§ PROVIDED PASSAGE:

┌────────

This has come about from the new boat being a marked improvement all-round. New hull and float moulds were used in making Crepes Whaou! 3 but her crossbeams are from the old boat, albeit lengthened, taking her out to maximum beam. They also have purpose-built appendages, whereas on the previous boat the daggerboard was from the moulds of the ORMA 60 Géant, while the rudders now have a carbon fibre rather than a stainless steel stock.

"On the last Crepes Whaou! we had quite a conventional, conservative approach to designing the boat, its structure, etc," says designer Vincent Lauriot Prevost. “On this we just had more accurate tuning, and made a lot of CFD comparisons for the floats and main hull. If we want to reduce drag on this boat we had to work on the hulls as we don’t have any features [such as foils] that can help us.”

Thus the floats on their boat have a flatter section aft and small chines over their last 3-4m. They also have a finer entry to allow some degree of wave piercing and a reduction in pitching - an idea VPLP have also used on the Banque Populaire maxi-tri and the BMW Oracle Racing tri. Otherwise, compared to Crepes Whaou! the volume in the floats is similar, just its distribution altered slightly.

The new Crepes Whaou! also weighs in at around 3.8 tonnes, some 250-300kg less than the last boat. The upshot is the boat develops around 32-34 tonne metres of righting moment, that is more than an IMOCA 60 (which is about 30 tonne metres).

└────────

§ MATERIAL SHOWN:
┌────────

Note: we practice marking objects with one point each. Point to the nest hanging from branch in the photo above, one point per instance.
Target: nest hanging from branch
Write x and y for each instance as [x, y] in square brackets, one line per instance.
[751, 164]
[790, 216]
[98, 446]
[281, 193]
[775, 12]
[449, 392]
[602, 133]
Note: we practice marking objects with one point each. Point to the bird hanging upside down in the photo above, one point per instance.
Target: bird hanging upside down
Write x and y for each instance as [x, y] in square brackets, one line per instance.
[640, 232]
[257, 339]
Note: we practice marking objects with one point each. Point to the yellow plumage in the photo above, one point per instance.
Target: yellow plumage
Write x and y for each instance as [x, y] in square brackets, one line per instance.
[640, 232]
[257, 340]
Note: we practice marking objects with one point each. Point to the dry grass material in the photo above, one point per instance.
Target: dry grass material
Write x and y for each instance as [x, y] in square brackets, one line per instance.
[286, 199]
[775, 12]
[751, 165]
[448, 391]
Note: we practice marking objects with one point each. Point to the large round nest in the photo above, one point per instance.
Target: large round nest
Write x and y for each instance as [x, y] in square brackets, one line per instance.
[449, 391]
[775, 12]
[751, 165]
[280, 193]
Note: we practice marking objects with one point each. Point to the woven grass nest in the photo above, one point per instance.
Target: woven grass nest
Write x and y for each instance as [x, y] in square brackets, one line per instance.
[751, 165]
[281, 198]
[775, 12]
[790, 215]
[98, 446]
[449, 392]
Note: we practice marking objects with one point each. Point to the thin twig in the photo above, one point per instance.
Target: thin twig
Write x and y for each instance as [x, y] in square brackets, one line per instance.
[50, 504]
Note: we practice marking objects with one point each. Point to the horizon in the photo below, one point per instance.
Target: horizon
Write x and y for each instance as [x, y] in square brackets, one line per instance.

└────────

§ WHAT YOU HAVE TO DO: In the passage about the new Crepes Whaou!, what material are the rudder stocks now made of, and what material did they use before?

§ SOLUTION FOR THIS TASK: The rudders now have a carbon fibre stock instead of a stainless steel one.